■ **Selected passage**
################

LA MASIA DEL VINO: The Church of Good eating

La Masia Del Vino makes quite a visual impression when you slip inside from the pedestrian street where it is situated just behind Valencia’s MUVIM Museum and the main library, which was once Europe’s first mental asylum I believe, and usually stuffed to the gills with stressed out students; so not much has changed.

La Masia has the appearance of an old reformed church or theatre consisting of a single long narrow room with an elevated area at the end where superior diners used gaze down over the balustrade upon the plebeian masses and at the waiters panting and wheezing up the stairs, although it’s recently been abandoned, along with the mysterious semi-cellar below it, when dark, satanic acts may quite possibly take place, a fantasy that is encouraged by a single candle burning up upon a raised shelf.


It also has an upstairs room which looks like a kind of gallery from which you can look down even further upon the rest of humanity and at the waiters who have to ascend roped together in teams.

The stained glass windows in the ceiling also give a sacred or classical effect, as do the colourful lanterns and oil paintings on the walls, which apparently are changed on a monthly basis, not to mention the ceramics, the wooden beams and panelling and the red stone floors (even though I just did).

One of the paintings especially catches the eye; that of a woman breast feeding, which is quite disturbing from the point of view of perspective.


There are tasting menus for 2, 3 or 4 people at reasonable prices, 16.50€ the last time I looked, and the more of you there are the more sustenance in proportion goes onto the menu.

All the food is of high quality with an eye for detail and presentation and the quality of the service is excellent; brandy is served in warmed glasses as it should be, and vinegar comes in a spray, as it always should have done.

################

■ **Information**
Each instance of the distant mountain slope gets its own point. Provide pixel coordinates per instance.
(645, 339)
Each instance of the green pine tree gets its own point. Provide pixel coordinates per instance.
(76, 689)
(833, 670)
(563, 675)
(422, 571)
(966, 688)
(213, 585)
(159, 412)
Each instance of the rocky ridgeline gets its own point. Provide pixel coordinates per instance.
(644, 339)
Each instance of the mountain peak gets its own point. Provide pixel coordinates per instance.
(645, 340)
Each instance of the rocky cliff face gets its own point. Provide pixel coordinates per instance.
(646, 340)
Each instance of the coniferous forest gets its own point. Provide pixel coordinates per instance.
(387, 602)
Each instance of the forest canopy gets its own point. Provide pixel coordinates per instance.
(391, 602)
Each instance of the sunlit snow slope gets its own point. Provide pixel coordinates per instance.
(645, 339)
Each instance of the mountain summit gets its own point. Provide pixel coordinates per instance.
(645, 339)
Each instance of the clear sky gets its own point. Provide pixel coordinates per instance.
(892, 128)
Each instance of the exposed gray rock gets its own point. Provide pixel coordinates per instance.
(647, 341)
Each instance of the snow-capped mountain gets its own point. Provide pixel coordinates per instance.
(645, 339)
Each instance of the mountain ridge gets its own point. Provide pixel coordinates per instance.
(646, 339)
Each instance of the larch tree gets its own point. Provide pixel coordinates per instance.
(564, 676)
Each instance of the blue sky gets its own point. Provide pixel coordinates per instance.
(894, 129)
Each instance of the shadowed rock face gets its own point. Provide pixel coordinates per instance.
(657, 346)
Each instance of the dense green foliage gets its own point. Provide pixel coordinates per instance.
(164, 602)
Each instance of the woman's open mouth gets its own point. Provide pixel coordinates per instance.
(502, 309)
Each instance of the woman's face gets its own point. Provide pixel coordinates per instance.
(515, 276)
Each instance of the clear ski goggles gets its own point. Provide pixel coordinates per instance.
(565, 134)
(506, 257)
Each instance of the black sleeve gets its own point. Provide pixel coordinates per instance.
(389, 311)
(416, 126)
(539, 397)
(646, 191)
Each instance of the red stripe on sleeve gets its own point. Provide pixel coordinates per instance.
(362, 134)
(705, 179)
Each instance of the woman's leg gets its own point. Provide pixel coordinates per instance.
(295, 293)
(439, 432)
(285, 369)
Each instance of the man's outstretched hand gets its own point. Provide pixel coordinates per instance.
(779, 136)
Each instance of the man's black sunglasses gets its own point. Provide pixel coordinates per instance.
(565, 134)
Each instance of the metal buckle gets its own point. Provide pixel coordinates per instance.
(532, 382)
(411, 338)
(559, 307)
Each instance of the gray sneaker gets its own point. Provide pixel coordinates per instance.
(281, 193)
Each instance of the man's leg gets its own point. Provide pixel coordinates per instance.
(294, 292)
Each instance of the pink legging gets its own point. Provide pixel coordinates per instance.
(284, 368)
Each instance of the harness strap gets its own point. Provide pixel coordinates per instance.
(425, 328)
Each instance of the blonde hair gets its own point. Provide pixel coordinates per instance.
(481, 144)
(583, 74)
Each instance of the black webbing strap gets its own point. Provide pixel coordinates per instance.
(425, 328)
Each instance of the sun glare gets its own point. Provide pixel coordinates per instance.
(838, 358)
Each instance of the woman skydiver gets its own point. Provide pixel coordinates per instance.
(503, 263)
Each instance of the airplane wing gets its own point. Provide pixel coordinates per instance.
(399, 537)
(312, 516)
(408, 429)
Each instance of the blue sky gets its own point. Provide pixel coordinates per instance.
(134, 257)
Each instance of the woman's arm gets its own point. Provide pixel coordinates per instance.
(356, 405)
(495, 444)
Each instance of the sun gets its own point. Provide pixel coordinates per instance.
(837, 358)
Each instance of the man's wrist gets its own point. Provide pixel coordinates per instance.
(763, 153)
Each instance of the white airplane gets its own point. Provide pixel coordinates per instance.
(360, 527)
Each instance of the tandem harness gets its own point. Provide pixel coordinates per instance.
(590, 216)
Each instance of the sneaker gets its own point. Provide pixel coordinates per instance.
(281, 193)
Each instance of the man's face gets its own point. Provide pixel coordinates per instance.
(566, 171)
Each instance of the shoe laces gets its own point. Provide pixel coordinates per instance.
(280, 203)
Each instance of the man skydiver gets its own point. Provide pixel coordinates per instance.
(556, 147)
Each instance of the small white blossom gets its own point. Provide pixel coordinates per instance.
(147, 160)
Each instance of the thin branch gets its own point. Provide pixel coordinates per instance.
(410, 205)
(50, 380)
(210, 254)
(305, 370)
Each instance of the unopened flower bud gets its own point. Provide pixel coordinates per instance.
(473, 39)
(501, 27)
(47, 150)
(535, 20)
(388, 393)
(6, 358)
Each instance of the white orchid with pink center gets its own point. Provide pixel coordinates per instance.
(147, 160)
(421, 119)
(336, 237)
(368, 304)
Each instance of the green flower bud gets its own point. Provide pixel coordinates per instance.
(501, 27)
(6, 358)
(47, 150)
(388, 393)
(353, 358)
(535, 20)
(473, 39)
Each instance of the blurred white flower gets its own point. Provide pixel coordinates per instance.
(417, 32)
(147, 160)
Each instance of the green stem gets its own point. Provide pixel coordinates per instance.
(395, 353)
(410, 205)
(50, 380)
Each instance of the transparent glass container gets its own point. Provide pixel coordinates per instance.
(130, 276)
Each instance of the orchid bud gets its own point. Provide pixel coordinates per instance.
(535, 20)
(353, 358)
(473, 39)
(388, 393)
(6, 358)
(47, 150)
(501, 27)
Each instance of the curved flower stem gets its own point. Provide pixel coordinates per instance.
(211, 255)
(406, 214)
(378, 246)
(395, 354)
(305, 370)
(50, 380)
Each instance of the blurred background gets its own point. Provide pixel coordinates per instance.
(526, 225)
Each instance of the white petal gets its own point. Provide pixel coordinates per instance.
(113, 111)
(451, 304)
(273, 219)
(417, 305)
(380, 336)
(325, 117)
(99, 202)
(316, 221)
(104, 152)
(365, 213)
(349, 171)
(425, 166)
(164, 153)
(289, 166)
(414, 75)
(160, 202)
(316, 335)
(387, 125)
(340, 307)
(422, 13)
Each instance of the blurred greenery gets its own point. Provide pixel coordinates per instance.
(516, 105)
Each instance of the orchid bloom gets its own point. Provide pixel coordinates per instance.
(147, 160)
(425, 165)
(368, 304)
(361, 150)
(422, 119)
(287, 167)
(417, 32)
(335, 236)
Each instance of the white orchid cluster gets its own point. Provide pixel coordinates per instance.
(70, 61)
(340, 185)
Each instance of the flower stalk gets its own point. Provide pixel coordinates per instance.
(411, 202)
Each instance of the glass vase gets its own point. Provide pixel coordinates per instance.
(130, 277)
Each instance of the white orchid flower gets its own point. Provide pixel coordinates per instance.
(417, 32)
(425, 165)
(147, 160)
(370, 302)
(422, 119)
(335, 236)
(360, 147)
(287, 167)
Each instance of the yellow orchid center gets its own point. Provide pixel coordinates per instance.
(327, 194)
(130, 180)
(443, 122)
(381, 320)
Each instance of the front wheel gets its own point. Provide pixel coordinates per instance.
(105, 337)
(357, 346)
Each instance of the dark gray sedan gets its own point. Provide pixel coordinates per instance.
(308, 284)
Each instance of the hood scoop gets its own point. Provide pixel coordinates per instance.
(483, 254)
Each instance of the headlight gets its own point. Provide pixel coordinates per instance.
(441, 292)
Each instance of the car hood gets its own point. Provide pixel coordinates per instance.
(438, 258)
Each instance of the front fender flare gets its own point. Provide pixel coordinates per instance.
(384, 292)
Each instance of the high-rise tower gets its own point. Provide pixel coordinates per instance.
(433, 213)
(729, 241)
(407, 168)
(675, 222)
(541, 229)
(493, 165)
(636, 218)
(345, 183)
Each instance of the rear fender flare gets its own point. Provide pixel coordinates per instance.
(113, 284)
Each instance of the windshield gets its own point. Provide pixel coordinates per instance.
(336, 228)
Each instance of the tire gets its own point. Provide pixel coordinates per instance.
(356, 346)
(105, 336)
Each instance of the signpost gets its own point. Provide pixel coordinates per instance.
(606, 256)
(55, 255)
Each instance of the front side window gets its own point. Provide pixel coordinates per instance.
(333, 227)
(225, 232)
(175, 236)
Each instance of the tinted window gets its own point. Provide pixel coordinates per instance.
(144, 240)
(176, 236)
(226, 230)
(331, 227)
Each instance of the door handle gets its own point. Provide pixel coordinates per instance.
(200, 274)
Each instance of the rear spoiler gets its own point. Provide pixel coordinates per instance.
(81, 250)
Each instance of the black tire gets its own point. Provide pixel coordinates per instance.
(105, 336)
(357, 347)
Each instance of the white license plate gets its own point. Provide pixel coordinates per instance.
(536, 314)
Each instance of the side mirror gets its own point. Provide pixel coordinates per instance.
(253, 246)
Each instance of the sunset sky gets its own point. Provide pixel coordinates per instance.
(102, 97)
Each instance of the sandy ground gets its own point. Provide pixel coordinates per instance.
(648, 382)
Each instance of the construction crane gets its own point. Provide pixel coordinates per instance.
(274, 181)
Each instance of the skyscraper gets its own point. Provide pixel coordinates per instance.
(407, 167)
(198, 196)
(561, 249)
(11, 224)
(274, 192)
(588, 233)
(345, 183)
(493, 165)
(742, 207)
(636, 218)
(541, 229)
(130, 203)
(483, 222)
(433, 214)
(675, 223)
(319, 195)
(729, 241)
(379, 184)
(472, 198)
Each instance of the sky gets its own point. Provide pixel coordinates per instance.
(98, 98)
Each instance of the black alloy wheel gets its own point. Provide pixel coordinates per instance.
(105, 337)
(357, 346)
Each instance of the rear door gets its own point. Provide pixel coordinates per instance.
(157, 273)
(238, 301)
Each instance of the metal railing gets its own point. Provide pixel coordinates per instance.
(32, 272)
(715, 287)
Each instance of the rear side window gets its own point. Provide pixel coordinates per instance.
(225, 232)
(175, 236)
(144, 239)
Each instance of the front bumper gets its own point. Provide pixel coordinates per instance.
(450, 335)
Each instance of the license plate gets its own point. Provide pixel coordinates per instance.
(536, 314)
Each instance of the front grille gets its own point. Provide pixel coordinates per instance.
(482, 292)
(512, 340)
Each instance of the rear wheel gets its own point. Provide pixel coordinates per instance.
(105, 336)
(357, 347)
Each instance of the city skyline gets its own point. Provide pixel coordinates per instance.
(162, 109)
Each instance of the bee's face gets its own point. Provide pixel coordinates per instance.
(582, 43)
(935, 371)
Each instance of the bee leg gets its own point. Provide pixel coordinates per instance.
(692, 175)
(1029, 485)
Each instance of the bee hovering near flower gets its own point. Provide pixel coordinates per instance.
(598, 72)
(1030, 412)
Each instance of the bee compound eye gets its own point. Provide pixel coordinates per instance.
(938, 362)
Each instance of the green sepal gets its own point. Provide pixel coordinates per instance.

################

■ **Things to do**
**a)** In the review of La Masia del Vino, recast the paragraph beginning "The stained glass windows in the ceiling" as a short list that keeps its main facts.
**b)** Write the next part of the review of La Masia del Vino, picking up after its final sentence.

■ **Solved problems**
**a)**
Features that give the restaurant a sacred or classical look:
- Stained glass windows in the ceiling
- Colorful lanterns
- Oil paintings on the walls, apparently changed every month
- Ceramics
- Wooden beams and paneling
- Red stone floors

**b)**
Right opposite the restaurant is a very interesting historical building; the 15th century Silk Art College. In the 18th century there were 3,000 silk workshops in Valencia, employing half the population until in 1865 a disease killed off all the silkworms. Even today many Valencian children keep silkworms and feed them (or forget to) with the leaves of the mulberry trees which can still be found in many parts of the city.

The restaurant also has a bar area should you just want to pop in for a snack and a glass of their excellent Valencian wine, which is bottled especially for them.

The restaurant toilets are also worthy of mention, not because you will need to use them after eating here nor because you will make new and interesting friends if you hang around in there long enough, but because of the unusual, colourful, ceramic washbasins, which encourage even the most unhygienic of us to wash our hands, if only for the sense of sophistication and luxury thus imbued.

Should sophistication not be part of your nature, you could always order the meal of the day for 12.90 euros.

La Masia (farmhouse) del Vino (divine sustenance) is located in Calle Hospital 16 (Telephone 96-3921566). It closes on Sundays (or maybe they hold church services!)